指示 1:
本文の「お正月は羽子板で遊びましょう」から「来や歴史について解説します。」まで（両端を含む）を、一字一句違えずに書き写してください。

本文:
:::::

お正月は羽子板で遊びましょう
お正月は伝統的な遊びや文化に触れる機会が自然と多くなります。お正月にする特別な遊びと言えば、お手玉や福笑い、凧揚げなどがあります。そこに羽子板を使った「羽根つき」も含まれるでしょう。特にお子さんがいるご家庭では、このような遊びを積極的にしてみるのもいいかもしれません。今回は羽子板についてご紹介します。
羽根つきも立派なお正月遊びの一つです。まずはそんな羽根つきの由来や歴史について解説します。
羽根つきの由来は十四世紀の中国にあると言われています。当時中国では羽に硬貨をつけたものを蹴る遊びがあったとされています。それが室町時代の日本に伝来したそうです。また羽根つきは日本では江戸時代に流行したそうです。江戸時代では武家に女の子が誕生すると誕生を祝って羽子板が贈答される、という文化も存在したようです。明治時代には人気の役者さんをモデルとした押絵羽子板が流行しました。日本史の教科書などで見たことがある人もいるかもしれません。
また中国から伝来したという説のほかに、もう一つの説があります。羽根つきは七世紀ごろ、平安時代の宮中で行われていた「毬杖(ぎっちょう)遊び」が由来であるとも伝えられています。毬杖遊びは、先端が「へら」のような形をした杖で毬を打ち合って遊ぶもので、この遊びが変化して羽根つきになったとも言われています。二つの説がありますが、どちらも日本で徐々に広まって生まれた遊びだということが分かります。
次に、お正月に羽根つき遊びをすることの「意味」について説明します。羽根つきは、もともと「邪気をはねよける」という意味があったそうです。主に年のはじめに宮中で行われていたものです。そのため、羽根をつくことで邪気払いをしたり、その一年の無病息災を願ったりする意味があるそうです。また、羽根つきに使う羽根には「ムクロジ」と呼ばれる植物の実が使われており、これは漢字で「無患子」と表します。この漢字は「子どもが患わない」という意味になるため、羽根つきは縁起がよいものと考えられていたようです。このことから、羽根つきは子どもの健やかな成長を願い、邪気や厄を払うものとして親しまれてきたようです。ちなみに、羽根つきで羽根を落とした人の顔に墨を塗るというルールも、魔除けのおまじないのようです。お正月に羽根つきをすることは大きな意味を持つことが分かります。ぜひお子さんがいるご家庭では一緒に羽根つきを楽しむといいかもしれません。また、現在では羽子板は美しく装飾されている物も多く見かけます。それゆえに贈り物として贈られることも多く、「女の子の成長を願うためのもの」という意味を持つようです。これは江戸時代の文化をそのまま引き継いだものと考えられます。

:::::

項目:
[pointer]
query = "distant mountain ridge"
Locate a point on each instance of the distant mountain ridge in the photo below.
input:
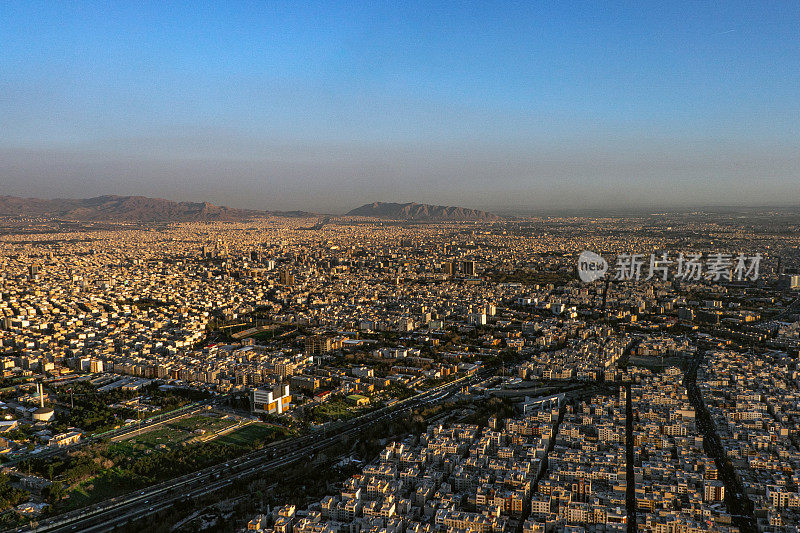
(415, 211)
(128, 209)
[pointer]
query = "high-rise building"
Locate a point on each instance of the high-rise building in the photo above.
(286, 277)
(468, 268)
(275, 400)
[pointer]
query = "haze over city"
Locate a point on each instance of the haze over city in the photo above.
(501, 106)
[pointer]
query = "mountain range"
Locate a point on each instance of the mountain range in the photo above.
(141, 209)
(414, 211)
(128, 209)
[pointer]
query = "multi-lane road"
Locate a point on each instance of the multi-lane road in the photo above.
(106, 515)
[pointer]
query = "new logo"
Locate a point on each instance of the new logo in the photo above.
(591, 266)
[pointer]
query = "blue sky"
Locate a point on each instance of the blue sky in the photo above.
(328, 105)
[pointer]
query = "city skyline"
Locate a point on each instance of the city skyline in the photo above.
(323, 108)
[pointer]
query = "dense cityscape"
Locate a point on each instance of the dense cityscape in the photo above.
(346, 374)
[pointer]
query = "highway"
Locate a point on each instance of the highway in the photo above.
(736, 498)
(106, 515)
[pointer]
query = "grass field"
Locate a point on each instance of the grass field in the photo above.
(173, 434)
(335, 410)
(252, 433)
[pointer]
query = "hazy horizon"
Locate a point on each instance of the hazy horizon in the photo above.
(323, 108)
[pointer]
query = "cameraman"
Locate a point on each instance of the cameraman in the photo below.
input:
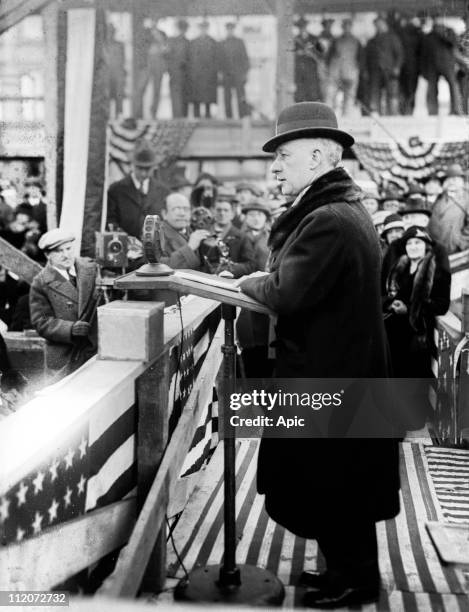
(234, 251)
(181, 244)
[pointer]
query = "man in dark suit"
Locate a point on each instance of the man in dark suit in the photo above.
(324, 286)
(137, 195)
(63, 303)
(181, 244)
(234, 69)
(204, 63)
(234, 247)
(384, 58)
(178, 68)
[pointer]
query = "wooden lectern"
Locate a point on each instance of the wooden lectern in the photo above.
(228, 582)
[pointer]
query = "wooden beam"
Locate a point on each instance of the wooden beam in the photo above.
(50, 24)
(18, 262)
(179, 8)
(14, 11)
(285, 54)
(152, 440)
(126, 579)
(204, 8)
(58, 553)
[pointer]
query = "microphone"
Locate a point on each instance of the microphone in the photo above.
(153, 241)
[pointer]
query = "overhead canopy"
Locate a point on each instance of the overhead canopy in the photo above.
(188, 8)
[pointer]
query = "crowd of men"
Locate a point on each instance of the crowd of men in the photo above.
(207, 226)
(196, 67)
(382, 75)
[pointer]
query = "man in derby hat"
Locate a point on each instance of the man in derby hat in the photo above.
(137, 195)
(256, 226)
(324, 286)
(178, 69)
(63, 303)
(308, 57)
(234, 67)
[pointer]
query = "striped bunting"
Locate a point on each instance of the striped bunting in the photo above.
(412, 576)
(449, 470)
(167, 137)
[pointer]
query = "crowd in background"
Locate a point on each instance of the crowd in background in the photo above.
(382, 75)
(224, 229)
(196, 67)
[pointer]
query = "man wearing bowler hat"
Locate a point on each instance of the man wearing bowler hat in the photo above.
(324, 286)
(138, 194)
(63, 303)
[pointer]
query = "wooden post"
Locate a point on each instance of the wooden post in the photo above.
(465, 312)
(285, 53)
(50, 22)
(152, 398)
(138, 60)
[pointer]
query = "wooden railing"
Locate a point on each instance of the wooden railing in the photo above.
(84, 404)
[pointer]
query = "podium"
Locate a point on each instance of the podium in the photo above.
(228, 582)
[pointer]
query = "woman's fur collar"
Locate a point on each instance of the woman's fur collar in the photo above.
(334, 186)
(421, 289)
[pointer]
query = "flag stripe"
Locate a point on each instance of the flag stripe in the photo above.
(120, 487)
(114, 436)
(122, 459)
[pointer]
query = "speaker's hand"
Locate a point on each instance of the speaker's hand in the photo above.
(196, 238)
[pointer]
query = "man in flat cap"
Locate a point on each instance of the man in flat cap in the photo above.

:::::

指示 2:
上の項目から、文字列「blue」を含む行をすべて抜き出してください。大文字と小文字は区別します。

正解 1:
お正月は羽子板で遊びましょう
お正月は伝統的な遊びや文化に触れる機会が自然と多くなります。お正月にする特別な遊びと言えば、お手玉や福笑い、凧揚げなどがあります。そこに羽子板を使った「羽根つき」も含まれるでしょう。特にお子さんがいるご家庭では、このような遊びを積極的にしてみるのもいいかもしれません。今回は羽子板についてご紹介します。
羽根つきも立派なお正月遊びの一つです。まずはそんな羽根つきの由来や歴史について解説します。

正解 2:
query = "blue sky"
Locate a point on each instance of the blue sky in the photo above.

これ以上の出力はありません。